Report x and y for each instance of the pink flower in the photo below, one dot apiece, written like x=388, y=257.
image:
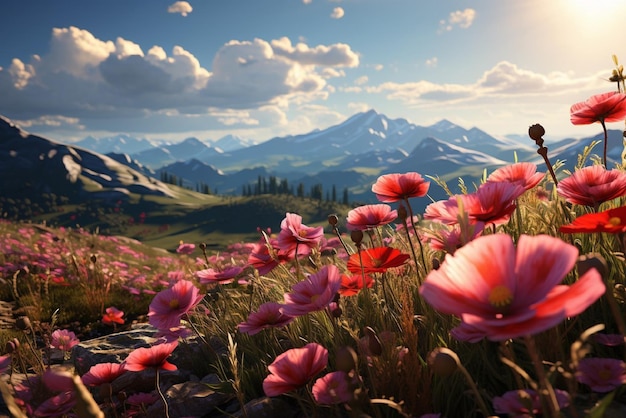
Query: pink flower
x=314, y=293
x=154, y=357
x=515, y=403
x=601, y=374
x=524, y=174
x=268, y=315
x=391, y=188
x=493, y=202
x=103, y=373
x=500, y=292
x=451, y=238
x=295, y=368
x=333, y=388
x=113, y=316
x=212, y=276
x=170, y=305
x=605, y=107
x=593, y=185
x=64, y=340
x=184, y=248
x=370, y=216
x=294, y=234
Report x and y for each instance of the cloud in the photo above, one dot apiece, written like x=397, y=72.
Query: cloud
x=503, y=81
x=92, y=80
x=432, y=62
x=337, y=13
x=182, y=7
x=459, y=18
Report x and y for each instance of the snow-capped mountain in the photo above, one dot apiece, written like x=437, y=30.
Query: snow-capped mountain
x=31, y=166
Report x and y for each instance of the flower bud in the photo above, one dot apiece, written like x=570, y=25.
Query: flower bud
x=536, y=132
x=442, y=361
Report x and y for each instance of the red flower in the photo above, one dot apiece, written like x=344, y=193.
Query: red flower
x=113, y=316
x=501, y=292
x=593, y=185
x=376, y=260
x=268, y=315
x=391, y=188
x=351, y=285
x=295, y=368
x=370, y=216
x=524, y=174
x=103, y=373
x=605, y=107
x=612, y=221
x=154, y=357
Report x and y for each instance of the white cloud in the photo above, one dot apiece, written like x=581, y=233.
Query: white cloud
x=182, y=7
x=459, y=18
x=504, y=80
x=337, y=13
x=94, y=80
x=432, y=62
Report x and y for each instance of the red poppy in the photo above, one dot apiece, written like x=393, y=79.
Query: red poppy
x=391, y=188
x=370, y=216
x=154, y=357
x=377, y=260
x=612, y=221
x=605, y=107
x=352, y=284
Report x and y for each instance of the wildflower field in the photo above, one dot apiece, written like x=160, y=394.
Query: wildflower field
x=507, y=299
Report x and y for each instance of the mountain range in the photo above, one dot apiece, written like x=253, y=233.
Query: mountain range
x=349, y=155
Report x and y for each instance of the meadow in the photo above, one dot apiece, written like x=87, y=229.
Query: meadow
x=507, y=299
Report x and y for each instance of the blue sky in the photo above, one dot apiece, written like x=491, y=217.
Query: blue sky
x=265, y=68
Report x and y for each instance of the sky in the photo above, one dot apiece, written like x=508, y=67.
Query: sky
x=265, y=68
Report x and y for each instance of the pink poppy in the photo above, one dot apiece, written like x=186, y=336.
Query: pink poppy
x=604, y=107
x=391, y=188
x=170, y=305
x=593, y=185
x=103, y=373
x=268, y=315
x=154, y=357
x=444, y=211
x=225, y=276
x=294, y=234
x=601, y=374
x=500, y=292
x=314, y=293
x=64, y=340
x=370, y=216
x=524, y=174
x=493, y=202
x=515, y=403
x=451, y=238
x=295, y=368
x=333, y=388
x=113, y=316
x=185, y=248
x=352, y=284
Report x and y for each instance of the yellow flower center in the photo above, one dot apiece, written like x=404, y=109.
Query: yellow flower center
x=500, y=296
x=615, y=221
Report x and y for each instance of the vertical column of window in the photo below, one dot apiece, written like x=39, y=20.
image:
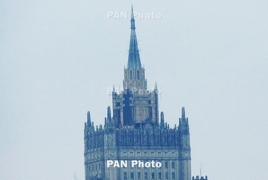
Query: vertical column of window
x=152, y=175
x=173, y=165
x=166, y=175
x=173, y=175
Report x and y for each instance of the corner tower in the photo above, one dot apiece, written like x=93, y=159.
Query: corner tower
x=135, y=104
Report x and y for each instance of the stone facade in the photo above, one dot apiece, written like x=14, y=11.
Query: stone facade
x=134, y=132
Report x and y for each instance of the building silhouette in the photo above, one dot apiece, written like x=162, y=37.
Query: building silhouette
x=133, y=130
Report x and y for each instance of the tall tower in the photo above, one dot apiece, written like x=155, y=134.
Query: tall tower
x=184, y=148
x=132, y=131
x=135, y=104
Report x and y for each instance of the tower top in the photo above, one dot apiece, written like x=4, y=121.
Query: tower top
x=133, y=55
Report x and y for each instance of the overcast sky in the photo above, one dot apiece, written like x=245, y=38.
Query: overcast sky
x=58, y=58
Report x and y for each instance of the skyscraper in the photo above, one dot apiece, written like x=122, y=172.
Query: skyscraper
x=133, y=144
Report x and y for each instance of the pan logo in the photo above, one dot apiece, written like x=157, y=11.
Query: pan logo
x=138, y=15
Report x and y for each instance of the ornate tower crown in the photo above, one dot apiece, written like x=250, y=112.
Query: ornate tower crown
x=135, y=104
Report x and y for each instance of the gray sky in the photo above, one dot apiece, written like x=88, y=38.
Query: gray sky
x=58, y=58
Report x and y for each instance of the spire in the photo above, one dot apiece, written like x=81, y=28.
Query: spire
x=133, y=56
x=183, y=113
x=88, y=118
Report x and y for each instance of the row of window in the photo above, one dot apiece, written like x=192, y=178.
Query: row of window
x=150, y=176
x=152, y=154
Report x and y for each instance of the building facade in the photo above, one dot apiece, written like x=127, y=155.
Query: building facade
x=133, y=133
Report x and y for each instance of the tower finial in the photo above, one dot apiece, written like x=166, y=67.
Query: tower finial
x=133, y=56
x=132, y=14
x=183, y=113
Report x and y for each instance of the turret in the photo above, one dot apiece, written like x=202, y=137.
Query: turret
x=184, y=148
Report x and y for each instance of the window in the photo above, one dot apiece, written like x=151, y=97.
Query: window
x=152, y=175
x=159, y=176
x=166, y=165
x=166, y=175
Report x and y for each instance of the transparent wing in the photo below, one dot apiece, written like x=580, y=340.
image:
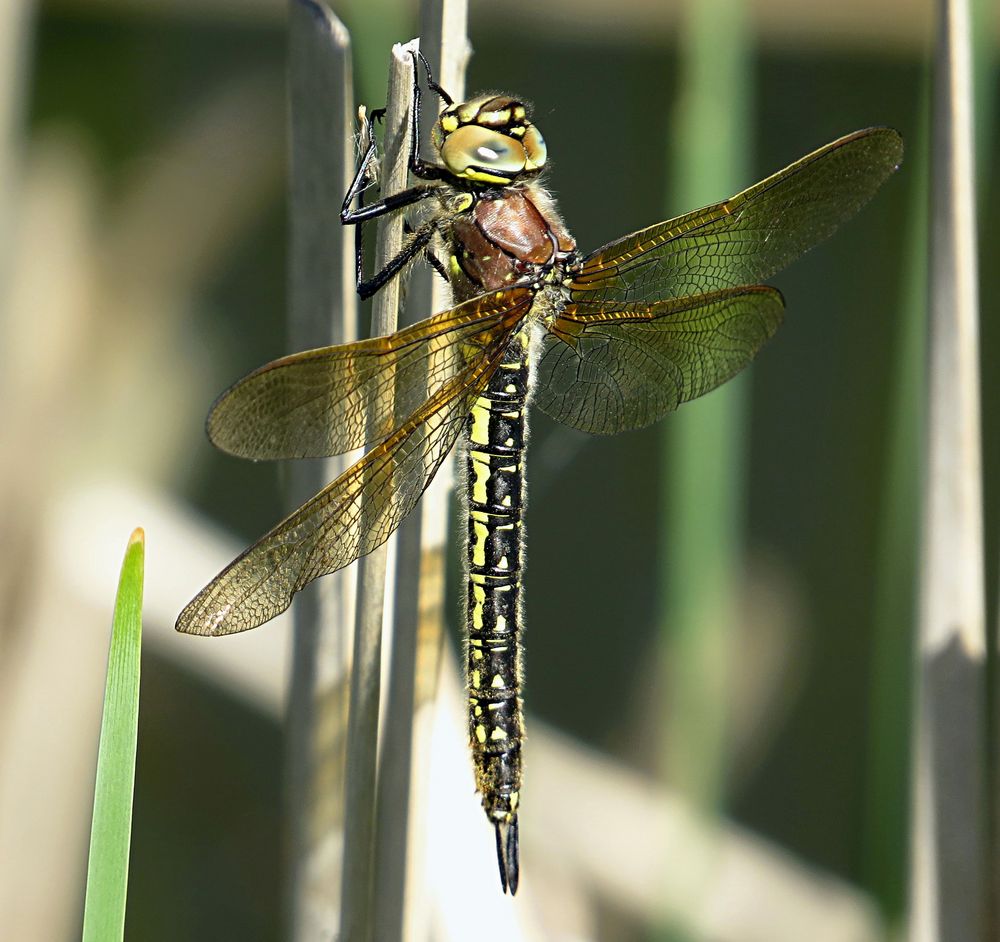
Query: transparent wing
x=328, y=401
x=609, y=368
x=749, y=237
x=354, y=514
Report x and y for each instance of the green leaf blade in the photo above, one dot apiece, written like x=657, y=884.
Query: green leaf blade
x=107, y=867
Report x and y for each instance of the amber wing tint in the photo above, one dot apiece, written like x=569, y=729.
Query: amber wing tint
x=361, y=508
x=748, y=237
x=328, y=401
x=605, y=369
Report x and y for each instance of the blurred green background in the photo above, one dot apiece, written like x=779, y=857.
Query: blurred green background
x=121, y=96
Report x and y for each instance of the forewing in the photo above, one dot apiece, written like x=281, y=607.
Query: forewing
x=745, y=239
x=622, y=366
x=330, y=400
x=350, y=517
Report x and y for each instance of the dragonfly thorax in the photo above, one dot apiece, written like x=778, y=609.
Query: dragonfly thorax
x=489, y=140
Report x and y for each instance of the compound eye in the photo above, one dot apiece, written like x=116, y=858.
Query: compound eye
x=473, y=151
x=534, y=148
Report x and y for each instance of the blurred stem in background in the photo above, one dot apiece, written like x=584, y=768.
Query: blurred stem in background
x=886, y=817
x=704, y=443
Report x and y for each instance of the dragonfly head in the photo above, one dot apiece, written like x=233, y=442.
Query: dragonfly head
x=489, y=140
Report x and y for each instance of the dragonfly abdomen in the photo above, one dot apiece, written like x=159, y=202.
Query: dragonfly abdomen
x=495, y=495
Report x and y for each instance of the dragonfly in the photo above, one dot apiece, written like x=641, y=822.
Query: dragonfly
x=605, y=342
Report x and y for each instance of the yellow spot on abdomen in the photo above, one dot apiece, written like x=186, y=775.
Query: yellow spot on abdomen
x=479, y=545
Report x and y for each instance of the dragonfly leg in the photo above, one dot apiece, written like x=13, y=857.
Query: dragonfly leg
x=421, y=238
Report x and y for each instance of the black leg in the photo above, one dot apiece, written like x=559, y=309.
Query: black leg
x=437, y=265
x=395, y=265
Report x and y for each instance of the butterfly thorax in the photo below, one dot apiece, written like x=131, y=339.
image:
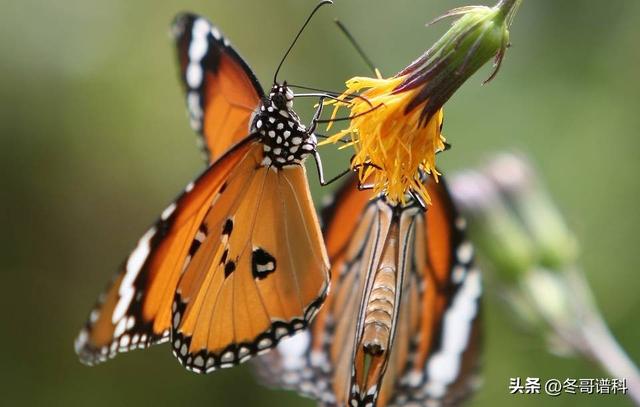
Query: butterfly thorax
x=285, y=139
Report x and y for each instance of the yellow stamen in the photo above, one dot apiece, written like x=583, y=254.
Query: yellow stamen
x=392, y=146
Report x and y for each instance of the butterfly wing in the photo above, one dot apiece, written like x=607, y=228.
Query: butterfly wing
x=437, y=357
x=224, y=269
x=222, y=92
x=435, y=346
x=239, y=297
x=135, y=309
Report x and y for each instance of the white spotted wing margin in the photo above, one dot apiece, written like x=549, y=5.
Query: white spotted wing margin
x=134, y=311
x=257, y=288
x=434, y=355
x=221, y=91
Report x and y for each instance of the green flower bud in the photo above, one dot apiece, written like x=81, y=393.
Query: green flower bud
x=480, y=34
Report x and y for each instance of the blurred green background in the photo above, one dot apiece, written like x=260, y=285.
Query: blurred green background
x=95, y=142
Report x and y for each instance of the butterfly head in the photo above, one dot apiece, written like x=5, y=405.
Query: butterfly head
x=285, y=139
x=281, y=96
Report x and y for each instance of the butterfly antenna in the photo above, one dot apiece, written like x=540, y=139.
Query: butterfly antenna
x=316, y=8
x=355, y=45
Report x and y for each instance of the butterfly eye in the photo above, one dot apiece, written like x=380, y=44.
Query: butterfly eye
x=280, y=100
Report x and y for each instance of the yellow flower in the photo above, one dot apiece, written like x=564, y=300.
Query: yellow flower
x=395, y=123
x=392, y=146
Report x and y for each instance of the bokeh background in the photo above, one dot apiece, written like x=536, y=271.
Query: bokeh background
x=95, y=142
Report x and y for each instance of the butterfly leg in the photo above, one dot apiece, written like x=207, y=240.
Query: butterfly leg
x=323, y=182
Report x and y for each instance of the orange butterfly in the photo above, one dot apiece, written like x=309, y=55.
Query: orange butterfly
x=401, y=323
x=237, y=262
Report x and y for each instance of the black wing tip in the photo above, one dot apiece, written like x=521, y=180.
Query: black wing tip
x=205, y=361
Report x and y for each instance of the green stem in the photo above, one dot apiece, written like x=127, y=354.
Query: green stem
x=508, y=9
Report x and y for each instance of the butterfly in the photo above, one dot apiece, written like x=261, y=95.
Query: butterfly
x=237, y=262
x=402, y=322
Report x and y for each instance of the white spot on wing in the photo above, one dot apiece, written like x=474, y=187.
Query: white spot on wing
x=133, y=266
x=444, y=366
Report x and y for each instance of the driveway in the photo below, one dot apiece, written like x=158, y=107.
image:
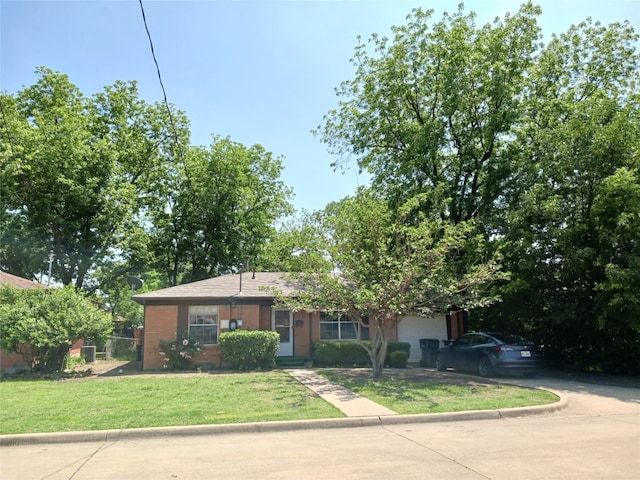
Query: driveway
x=596, y=437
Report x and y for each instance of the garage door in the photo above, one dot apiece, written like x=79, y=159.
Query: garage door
x=411, y=329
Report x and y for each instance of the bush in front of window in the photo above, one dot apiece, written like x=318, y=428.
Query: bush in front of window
x=249, y=349
x=339, y=354
x=351, y=354
x=178, y=354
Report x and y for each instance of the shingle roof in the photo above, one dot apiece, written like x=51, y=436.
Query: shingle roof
x=225, y=286
x=17, y=281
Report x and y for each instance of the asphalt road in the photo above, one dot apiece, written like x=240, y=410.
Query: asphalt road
x=596, y=437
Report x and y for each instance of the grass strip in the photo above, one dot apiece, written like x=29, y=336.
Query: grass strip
x=35, y=406
x=411, y=396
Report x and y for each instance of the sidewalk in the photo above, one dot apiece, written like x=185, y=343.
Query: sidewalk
x=350, y=403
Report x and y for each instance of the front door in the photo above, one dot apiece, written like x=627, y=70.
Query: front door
x=282, y=322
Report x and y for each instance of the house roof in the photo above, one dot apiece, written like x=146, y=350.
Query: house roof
x=16, y=281
x=224, y=287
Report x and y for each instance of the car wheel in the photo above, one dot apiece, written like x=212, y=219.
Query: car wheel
x=440, y=363
x=484, y=367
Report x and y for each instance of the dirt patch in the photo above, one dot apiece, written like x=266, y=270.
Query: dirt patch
x=415, y=374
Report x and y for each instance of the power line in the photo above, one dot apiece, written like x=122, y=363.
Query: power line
x=164, y=93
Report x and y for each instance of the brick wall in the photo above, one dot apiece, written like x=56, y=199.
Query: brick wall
x=160, y=323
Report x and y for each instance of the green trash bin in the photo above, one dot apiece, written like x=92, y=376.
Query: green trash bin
x=429, y=347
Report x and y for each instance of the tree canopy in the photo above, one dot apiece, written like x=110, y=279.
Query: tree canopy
x=383, y=267
x=531, y=142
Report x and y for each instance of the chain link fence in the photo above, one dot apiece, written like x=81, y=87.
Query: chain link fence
x=121, y=348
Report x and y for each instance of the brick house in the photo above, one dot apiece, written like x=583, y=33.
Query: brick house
x=204, y=309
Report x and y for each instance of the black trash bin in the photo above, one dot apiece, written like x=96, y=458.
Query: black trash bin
x=89, y=353
x=429, y=347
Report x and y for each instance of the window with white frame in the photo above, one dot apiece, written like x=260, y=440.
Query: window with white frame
x=203, y=324
x=336, y=326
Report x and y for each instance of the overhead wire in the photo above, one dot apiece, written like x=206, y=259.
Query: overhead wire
x=164, y=93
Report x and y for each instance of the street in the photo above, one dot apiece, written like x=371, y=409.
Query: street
x=596, y=437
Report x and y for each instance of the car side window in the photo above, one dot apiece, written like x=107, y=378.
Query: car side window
x=480, y=340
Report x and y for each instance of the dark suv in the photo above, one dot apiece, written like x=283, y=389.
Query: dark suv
x=489, y=353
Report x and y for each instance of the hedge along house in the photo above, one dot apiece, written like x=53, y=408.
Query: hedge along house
x=203, y=310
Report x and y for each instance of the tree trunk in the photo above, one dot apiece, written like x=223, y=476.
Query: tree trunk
x=378, y=352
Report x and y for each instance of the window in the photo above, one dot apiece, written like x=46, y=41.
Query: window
x=335, y=326
x=203, y=324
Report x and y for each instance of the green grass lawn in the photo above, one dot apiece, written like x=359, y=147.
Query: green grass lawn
x=408, y=396
x=153, y=401
x=32, y=406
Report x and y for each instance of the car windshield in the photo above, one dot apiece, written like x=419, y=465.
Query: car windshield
x=511, y=339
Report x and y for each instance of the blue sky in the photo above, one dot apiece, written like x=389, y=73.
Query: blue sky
x=260, y=72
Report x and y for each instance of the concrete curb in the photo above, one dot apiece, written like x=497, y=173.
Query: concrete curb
x=282, y=426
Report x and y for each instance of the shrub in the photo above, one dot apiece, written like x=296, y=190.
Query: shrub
x=178, y=354
x=352, y=354
x=340, y=354
x=42, y=324
x=398, y=359
x=249, y=349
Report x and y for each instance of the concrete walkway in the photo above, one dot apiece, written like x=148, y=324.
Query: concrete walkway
x=349, y=403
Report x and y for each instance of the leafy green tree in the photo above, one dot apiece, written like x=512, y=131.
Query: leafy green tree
x=578, y=128
x=430, y=110
x=220, y=207
x=491, y=125
x=297, y=243
x=42, y=324
x=76, y=172
x=385, y=268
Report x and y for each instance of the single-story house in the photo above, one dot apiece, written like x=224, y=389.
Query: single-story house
x=204, y=309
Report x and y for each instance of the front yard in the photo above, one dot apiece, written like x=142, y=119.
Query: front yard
x=120, y=399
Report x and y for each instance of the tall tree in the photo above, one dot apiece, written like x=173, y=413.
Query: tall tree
x=384, y=268
x=578, y=129
x=219, y=207
x=297, y=243
x=430, y=109
x=74, y=170
x=523, y=137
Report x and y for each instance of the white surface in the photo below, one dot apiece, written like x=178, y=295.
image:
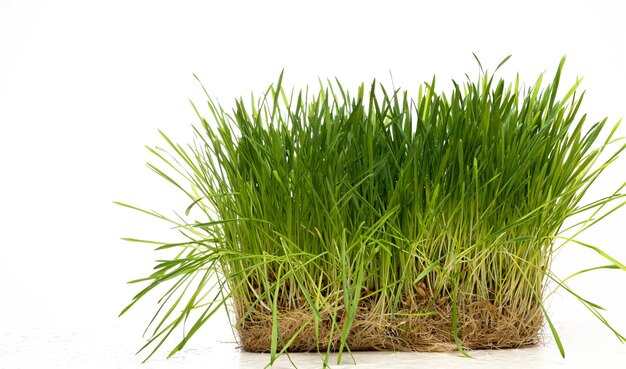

# Task goal
Pictures aside, return exactly the lines from the data above, starting at the line that has "Report x and y for each instance of the spire" and ending at the line that has "Report x and y for each instance of the amber", both included.

# Finished exercise
Report x and y for each instance of the spire in the photo above, one dot apiece, written like x=81, y=28.
Query: spire
x=133, y=56
x=183, y=113
x=88, y=118
Report x and y for each instance of the row of window in the photo above, one dot apiece, written like x=192, y=178.
Query: row of window
x=150, y=176
x=152, y=154
Report x and y for each instance of the building facade in the photo above, one dot apiece, written like x=127, y=155.
Query: building facade
x=133, y=133
Report x and y for each instance of the tower finial in the photo above, one dot apiece, written like x=166, y=67.
Query: tower finial
x=133, y=56
x=132, y=14
x=183, y=113
Report x and y for each instance of the turret in the photo above, one dot apiece, written like x=202, y=137.
Query: turret
x=184, y=148
Report x and y for each instance of the window in the photo above, one dot apiece, written like x=151, y=97.
Query: window
x=152, y=175
x=159, y=176
x=166, y=165
x=166, y=175
Report x and y for each instance of the transparent wing in the photo below, one dot apiece, written like x=580, y=340.
image:
Query: transparent wing
x=328, y=401
x=609, y=368
x=749, y=237
x=354, y=514
Report x and y for each instance of the green leaf blade in the photo above, one dot apiece, written like x=657, y=884.
Query: green leaf blade
x=107, y=867
Report x and y for each instance of the amber wing tint in the photo above, one dot apiece, written like x=569, y=729.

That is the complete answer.